| WRITTEN INSTRUCTION A |
Repeat the records exactly, from the line containing "of the building" through the end of the records, with both ends included.
== PAGE TEXT ==
Sallermas, sorry for double posting, but in case my question drops to the bottom of the forum abyss, which of the calibration tools would you recommend? I mean, if you get a Spyder 3 Pro, would the calibration be any less accurate that the Elite, or does the Elite just have extra bells and whistles that you might not use? Also, the LaCie BlueEye is what's used for the reviews on TFT central. I've never really used any of these magic boxes before, and would appreciate any info anyone had
The Spyder3 packages feature the same hardware device, just different software packages. calibration results should be the same really in terms of accuracy, but the features, options and reporting functions will vary. The LaCie Blue Eye package is a different hardware tool, and features all the top end reportuing graphs you see in the reviews there (dE, gamut etc). If you want a cheaper version, the X-rite i1 display 2 is the same hardware, but different software. it still gives excellent results, but you wont get the reporting features that LaCie's package offers. depends if you really need those though
The problem you are seeing is the "wide-gamut" snake oil. The reason your 2405 looked better is that it had the standard 72% NTSC gamut. The Dell 2408 has way overcooked colours out-of-the-box as it can physically display a wider-range of reds and greens. This means that bar calibrating in the factory (and adding £££ to the cost, ignoring the fact that you should recalibrate often) you're stuck with getting a colorimeter to sort out the mess you've been landed in.
===
| WRITTEN INSTRUCTION B |
According to the forum posts, which product is suggested as a cheaper version of the LaCie Blue Eye package?
== MATERIAL PROVIDED ==
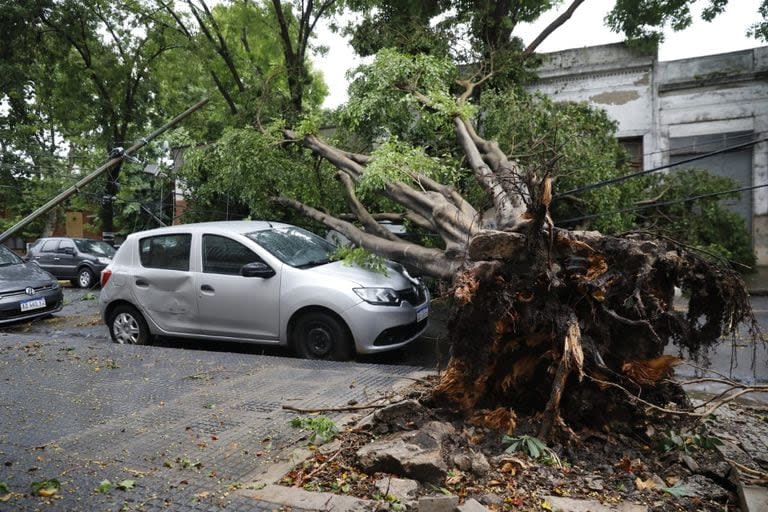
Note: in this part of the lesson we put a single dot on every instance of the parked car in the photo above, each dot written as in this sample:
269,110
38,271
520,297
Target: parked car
257,281
80,260
26,290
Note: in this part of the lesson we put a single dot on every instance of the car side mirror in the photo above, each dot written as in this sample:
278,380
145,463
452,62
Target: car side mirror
257,269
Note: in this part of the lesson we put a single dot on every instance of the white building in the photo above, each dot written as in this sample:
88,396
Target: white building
671,111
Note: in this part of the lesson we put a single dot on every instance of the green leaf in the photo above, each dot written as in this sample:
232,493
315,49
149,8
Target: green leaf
533,448
125,485
45,488
104,487
678,491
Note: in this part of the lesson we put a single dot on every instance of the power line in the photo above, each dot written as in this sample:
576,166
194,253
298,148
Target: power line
690,146
663,203
619,179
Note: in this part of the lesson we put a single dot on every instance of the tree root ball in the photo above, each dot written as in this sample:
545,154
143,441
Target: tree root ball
579,327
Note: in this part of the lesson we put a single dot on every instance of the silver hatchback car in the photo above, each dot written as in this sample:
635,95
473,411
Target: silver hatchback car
257,281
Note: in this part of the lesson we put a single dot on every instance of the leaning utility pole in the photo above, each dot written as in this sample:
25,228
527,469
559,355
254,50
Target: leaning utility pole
98,172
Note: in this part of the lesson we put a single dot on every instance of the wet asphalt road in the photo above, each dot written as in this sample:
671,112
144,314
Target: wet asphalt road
79,318
181,425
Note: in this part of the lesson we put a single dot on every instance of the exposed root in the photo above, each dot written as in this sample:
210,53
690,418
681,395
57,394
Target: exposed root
524,333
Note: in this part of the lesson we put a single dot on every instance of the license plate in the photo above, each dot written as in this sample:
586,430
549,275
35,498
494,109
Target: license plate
32,304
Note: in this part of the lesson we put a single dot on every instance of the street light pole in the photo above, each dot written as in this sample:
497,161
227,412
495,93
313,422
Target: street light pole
98,172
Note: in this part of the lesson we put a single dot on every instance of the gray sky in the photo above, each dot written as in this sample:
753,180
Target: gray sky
725,34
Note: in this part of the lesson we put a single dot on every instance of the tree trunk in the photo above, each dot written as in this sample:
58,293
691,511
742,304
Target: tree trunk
567,325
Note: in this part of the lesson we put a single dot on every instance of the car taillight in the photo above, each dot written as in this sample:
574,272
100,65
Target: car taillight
105,275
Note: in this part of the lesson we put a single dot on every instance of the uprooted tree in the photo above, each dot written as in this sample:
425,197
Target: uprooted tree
566,323
570,324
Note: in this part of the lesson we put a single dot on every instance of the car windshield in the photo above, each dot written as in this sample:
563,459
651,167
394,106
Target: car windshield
7,257
96,247
295,246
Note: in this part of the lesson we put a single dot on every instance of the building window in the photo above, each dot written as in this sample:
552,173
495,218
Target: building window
634,147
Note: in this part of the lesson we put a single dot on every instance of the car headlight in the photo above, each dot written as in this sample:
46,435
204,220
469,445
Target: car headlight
378,296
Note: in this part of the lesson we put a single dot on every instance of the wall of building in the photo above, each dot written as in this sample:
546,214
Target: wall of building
681,100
===
| EXERCISE OUTPUT A |
Note: in this part of the lesson we put a single dot on every instance of the building window in the photo above, each dot written as in this sample:
552,173
495,218
Target: building window
634,147
Note: in this part of the lesson we put a single dot on every instance of the car headlight in the photo above, each dot written as in this sample:
46,435
204,220
469,445
Target: car headlight
378,296
Note: in this part of the lesson we put a single dot on every instance of the wall of building in the photo above, each dot written as in this sample:
546,214
Target: wall of building
681,100

| EXERCISE OUTPUT B |
The X-rite i1 display 2.